- [Task goal] The answer must consist of the entire listing, repeated exactly.

***** Input data

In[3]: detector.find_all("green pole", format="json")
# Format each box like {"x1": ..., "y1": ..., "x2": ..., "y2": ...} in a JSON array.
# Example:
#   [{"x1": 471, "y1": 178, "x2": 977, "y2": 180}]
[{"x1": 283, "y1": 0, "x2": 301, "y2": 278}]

**********

- [The answer]
In[3]: detector.find_all("green pole", format="json")
# Format each box like {"x1": ..., "y1": ..., "x2": ..., "y2": ...} in a JSON array.
# Example:
#   [{"x1": 471, "y1": 178, "x2": 977, "y2": 180}]
[{"x1": 283, "y1": 0, "x2": 301, "y2": 278}]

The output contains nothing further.